Your goal ::
Update the data starting at the line containing "the side window" and ending at the end of the data, changing "bounding boxes" to "rectangular regions" and leaving everything else untouched.

Region annotation entries
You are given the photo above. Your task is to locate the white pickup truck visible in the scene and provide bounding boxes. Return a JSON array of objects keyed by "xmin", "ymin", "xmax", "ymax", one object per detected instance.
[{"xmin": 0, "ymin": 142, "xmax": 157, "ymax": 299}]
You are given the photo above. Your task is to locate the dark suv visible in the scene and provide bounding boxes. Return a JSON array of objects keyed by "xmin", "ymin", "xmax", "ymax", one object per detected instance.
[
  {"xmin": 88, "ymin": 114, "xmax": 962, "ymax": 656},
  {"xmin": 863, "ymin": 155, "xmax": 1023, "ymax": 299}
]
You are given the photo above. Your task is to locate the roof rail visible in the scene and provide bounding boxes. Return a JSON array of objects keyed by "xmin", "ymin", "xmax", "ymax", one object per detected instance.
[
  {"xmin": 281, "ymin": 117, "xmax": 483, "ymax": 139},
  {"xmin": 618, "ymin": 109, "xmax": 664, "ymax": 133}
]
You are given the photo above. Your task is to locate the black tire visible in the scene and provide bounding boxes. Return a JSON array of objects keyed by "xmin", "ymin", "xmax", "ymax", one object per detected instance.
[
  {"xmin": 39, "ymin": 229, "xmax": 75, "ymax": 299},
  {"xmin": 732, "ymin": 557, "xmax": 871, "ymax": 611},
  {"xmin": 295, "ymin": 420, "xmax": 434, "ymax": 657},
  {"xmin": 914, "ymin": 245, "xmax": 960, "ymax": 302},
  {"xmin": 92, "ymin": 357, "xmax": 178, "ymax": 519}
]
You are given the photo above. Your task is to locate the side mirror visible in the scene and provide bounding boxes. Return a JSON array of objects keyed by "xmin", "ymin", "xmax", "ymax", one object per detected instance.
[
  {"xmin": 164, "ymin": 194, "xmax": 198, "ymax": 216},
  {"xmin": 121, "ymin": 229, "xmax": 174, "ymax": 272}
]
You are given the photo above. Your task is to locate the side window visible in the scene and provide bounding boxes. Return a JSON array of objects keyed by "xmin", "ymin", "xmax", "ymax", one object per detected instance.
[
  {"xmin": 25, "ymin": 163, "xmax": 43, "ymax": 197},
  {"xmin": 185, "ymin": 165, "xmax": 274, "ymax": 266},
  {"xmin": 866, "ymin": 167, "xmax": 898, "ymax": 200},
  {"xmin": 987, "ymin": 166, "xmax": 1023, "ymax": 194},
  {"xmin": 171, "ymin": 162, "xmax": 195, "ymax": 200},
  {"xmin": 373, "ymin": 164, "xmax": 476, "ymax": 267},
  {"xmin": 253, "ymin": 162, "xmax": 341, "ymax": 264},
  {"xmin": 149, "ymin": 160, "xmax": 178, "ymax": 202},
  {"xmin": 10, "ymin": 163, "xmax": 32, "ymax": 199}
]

Expected answer ::
You are given the photo above. Your task is to locate the side window visible in the scene and provide rectangular regions. Return a JSON array of objects keyed by "xmin", "ymin", "xmax", "ymax", one object per detected instance.
[
  {"xmin": 25, "ymin": 163, "xmax": 43, "ymax": 197},
  {"xmin": 185, "ymin": 165, "xmax": 274, "ymax": 266},
  {"xmin": 866, "ymin": 167, "xmax": 898, "ymax": 200},
  {"xmin": 987, "ymin": 166, "xmax": 1023, "ymax": 194},
  {"xmin": 171, "ymin": 162, "xmax": 195, "ymax": 200},
  {"xmin": 373, "ymin": 164, "xmax": 476, "ymax": 267},
  {"xmin": 253, "ymin": 162, "xmax": 341, "ymax": 264},
  {"xmin": 149, "ymin": 160, "xmax": 178, "ymax": 202},
  {"xmin": 10, "ymin": 163, "xmax": 32, "ymax": 199}
]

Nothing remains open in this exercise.